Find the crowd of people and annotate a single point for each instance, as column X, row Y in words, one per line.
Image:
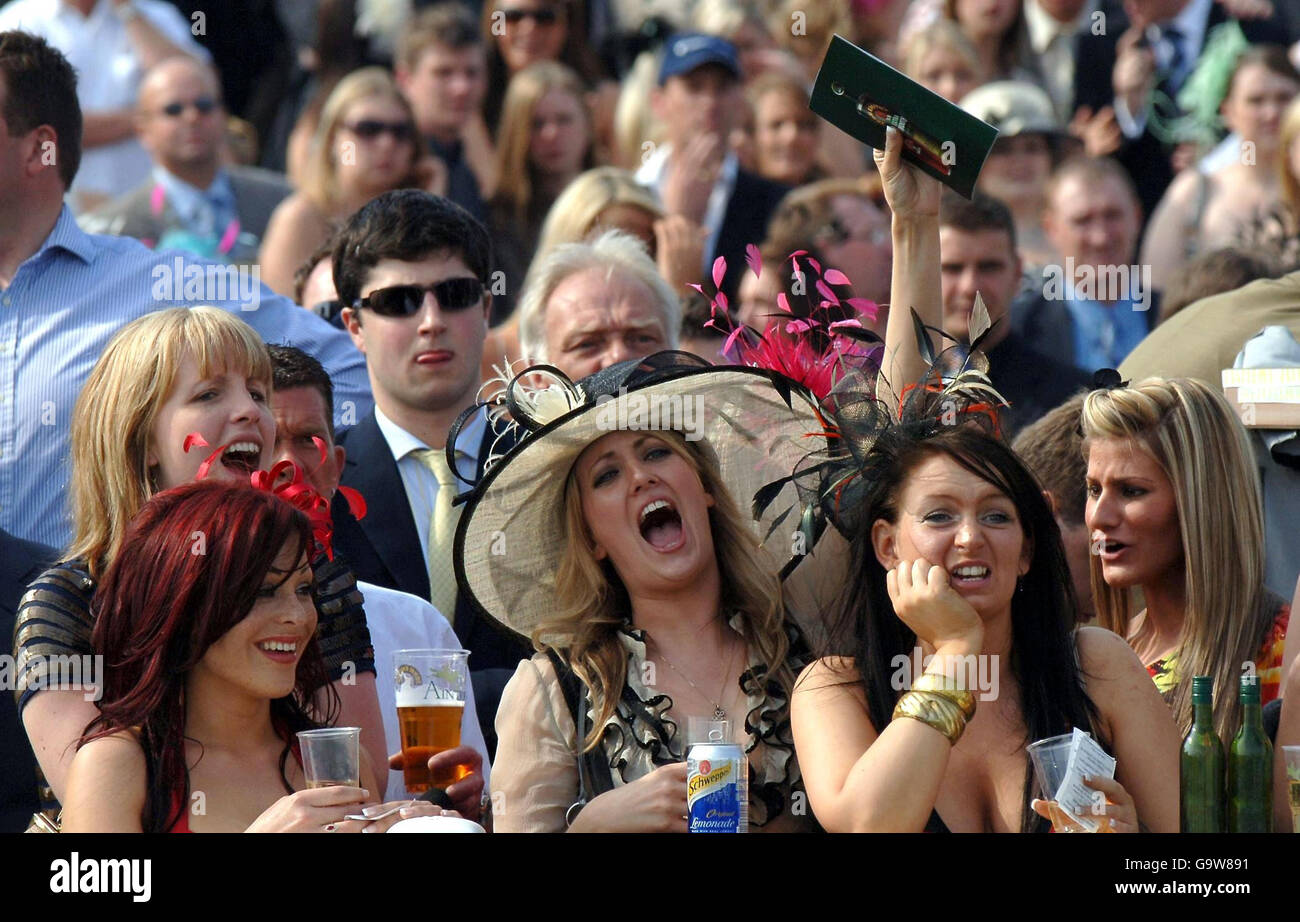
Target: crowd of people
column 315, row 316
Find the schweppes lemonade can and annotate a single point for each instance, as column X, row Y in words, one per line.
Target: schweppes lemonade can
column 716, row 779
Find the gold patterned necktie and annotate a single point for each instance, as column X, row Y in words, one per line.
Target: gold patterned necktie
column 442, row 531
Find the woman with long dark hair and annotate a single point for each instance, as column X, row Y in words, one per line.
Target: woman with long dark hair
column 207, row 628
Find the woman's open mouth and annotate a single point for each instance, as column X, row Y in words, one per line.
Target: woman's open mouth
column 242, row 457
column 661, row 526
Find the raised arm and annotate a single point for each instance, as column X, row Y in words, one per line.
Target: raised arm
column 913, row 198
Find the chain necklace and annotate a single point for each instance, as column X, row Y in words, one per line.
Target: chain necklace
column 719, row 711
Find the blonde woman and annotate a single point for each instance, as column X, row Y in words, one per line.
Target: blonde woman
column 163, row 377
column 646, row 592
column 544, row 142
column 364, row 144
column 1174, row 509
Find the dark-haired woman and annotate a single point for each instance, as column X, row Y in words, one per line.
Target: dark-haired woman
column 956, row 555
column 211, row 662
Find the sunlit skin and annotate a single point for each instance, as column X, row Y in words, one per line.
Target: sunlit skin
column 527, row 42
column 862, row 249
column 978, row 262
column 1256, row 104
column 445, row 89
column 594, row 320
column 372, row 165
column 284, row 611
column 300, row 419
column 187, row 144
column 950, row 518
column 559, row 137
column 430, row 359
column 785, row 135
column 618, row 476
column 224, row 407
column 1132, row 516
column 948, row 73
column 1093, row 223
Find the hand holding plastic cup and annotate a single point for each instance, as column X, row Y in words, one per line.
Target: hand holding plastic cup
column 332, row 756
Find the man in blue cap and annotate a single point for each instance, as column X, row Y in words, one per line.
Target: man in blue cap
column 694, row 173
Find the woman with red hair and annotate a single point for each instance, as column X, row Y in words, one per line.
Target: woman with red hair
column 207, row 628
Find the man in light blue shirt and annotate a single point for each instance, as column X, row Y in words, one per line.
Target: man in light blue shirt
column 65, row 293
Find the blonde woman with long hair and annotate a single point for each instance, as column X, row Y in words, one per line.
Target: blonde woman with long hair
column 164, row 376
column 545, row 141
column 364, row 144
column 1174, row 509
column 646, row 591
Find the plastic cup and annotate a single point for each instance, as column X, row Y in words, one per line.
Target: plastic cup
column 332, row 756
column 1291, row 754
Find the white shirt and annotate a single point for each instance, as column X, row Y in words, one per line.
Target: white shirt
column 399, row 620
column 651, row 176
column 1053, row 42
column 108, row 74
column 1191, row 22
column 421, row 487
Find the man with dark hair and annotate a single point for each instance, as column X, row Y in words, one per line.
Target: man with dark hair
column 65, row 293
column 441, row 66
column 976, row 255
column 411, row 269
column 109, row 43
column 304, row 434
column 1052, row 447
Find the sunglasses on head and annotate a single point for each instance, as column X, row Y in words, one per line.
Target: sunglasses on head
column 402, row 301
column 203, row 105
column 542, row 17
column 372, row 128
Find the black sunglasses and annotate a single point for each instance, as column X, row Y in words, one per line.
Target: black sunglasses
column 203, row 105
column 402, row 301
column 542, row 17
column 371, row 129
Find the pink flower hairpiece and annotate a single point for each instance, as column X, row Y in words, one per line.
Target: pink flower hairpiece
column 286, row 481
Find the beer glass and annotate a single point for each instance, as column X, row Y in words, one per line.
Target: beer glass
column 332, row 756
column 430, row 692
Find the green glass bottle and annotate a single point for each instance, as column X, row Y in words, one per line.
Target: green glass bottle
column 1201, row 765
column 1249, row 767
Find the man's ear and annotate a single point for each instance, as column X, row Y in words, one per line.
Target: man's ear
column 352, row 324
column 884, row 541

------------------------

**Prompt**
Where a picture appears in the listing above, skip it and set down all the rest exactly.

**Task response**
Find the crowd of people and annotate a single point for each instance, as column X, row Y in words, one per line.
Image:
Target: crowd of people
column 315, row 316
Find the schweppes lemonade can and annotate a single point for each instance, as column X, row Y in words, one per line.
Target: schweppes lemonade can
column 716, row 779
Find the gold patterned necktie and annotate a single point for each instance, as column X, row Y in words, one per line.
Target: gold patterned necktie
column 442, row 531
Find the woman with long dark hair and annotate a single point for each instance, as column X, row Y in words, one per line.
Target: woman with long dark hair
column 207, row 628
Find the woman's open mouth and annotate a single point for each instance, as column X, row Y in words, one per line.
Target: woman's open mouth
column 242, row 457
column 661, row 526
Find the raised arm and annotate a single point for each instance, as column X, row Y in words, one per line.
Target: raised arm
column 913, row 198
Find the chain necklace and annotate a single point for each instance, as column X, row Y in words, one per line.
Target: chain necklace
column 719, row 711
Find the blonde woman and annotate a single point for each instance, as column X, row Y in words, one per line.
Target: blonde woman
column 163, row 377
column 646, row 592
column 544, row 142
column 364, row 144
column 1174, row 509
Find the dark-haired woman and annotate a single point for each instance, as column X, row Y in words, one per line.
Target: dark-haired woman
column 956, row 555
column 211, row 662
Find the sunlit skin and annotate a single point for each instance, as column X, row Y in words, one per line.
Target: sunlit skin
column 527, row 42
column 862, row 249
column 978, row 262
column 1256, row 104
column 445, row 89
column 594, row 320
column 372, row 165
column 284, row 611
column 300, row 419
column 187, row 144
column 950, row 518
column 559, row 137
column 430, row 359
column 785, row 135
column 618, row 476
column 224, row 407
column 1132, row 516
column 948, row 73
column 1093, row 223
Find the hand holding plastic cup and annotate a single point for each instance, as column X, row Y in words, one per line.
Target: hand holding plastic cup
column 332, row 756
Find the man in blue cap and annotate a single point for each instance, as column X, row Y in words, one per line.
Target: man in blue cap
column 694, row 173
Find the woman with red hair and annotate a single point for each instance, as column X, row Y in words, one per line.
Target: woman with red hair
column 207, row 628
Find the man in light blue shirt and annotate a single point for each instance, as column X, row Y in words, one per line.
Target: man in light blue shirt
column 65, row 293
Find the blonde woman with long hair and annotate a single point for each instance, as column X, row Y in words, one per line.
Target: blonde woman with long hair
column 164, row 376
column 545, row 141
column 364, row 144
column 1174, row 509
column 646, row 591
Find the plastic cup and annotate a single point for each instance, as column X, row Y in words, one per line.
Target: plastic cup
column 332, row 756
column 1291, row 754
Find the white shirt and annotate a single point for each instance, as column X, row Y in words, one per line.
Target: white shirt
column 399, row 620
column 651, row 176
column 1053, row 42
column 108, row 74
column 1191, row 22
column 421, row 487
Find the man with dark hair and annotate a single point for each instance, as column X, row Y in words, one per line.
Target: man with dark hair
column 65, row 293
column 441, row 66
column 976, row 255
column 411, row 269
column 109, row 43
column 304, row 434
column 1052, row 447
Find the sunglasses on head and annotate a single point for each instance, as column X, row Y in words, one per line.
Target: sunglasses on head
column 402, row 301
column 203, row 105
column 542, row 17
column 372, row 128
Find the black sunglasses and annotate a single point for each instance, as column X, row Y in words, one per line.
Target: black sunglasses
column 203, row 105
column 402, row 301
column 542, row 17
column 371, row 129
Find the pink flower hairpiece and annotate a single point for each instance, as column X, row Y in words, one per line.
Target: pink flower hairpiece
column 286, row 481
Find the beer glass and annotate a single point for each instance, as column X, row Y in words, one per line.
Target: beer glass
column 332, row 756
column 430, row 692
Find the green glass bottle and annotate a single point for each instance, as column X, row Y in words, one per line.
Target: green glass bottle
column 1201, row 765
column 1249, row 767
Find the man's ear and annotate a single point for each instance, as column X, row Y in words, one per line.
Target: man's ear
column 352, row 324
column 884, row 541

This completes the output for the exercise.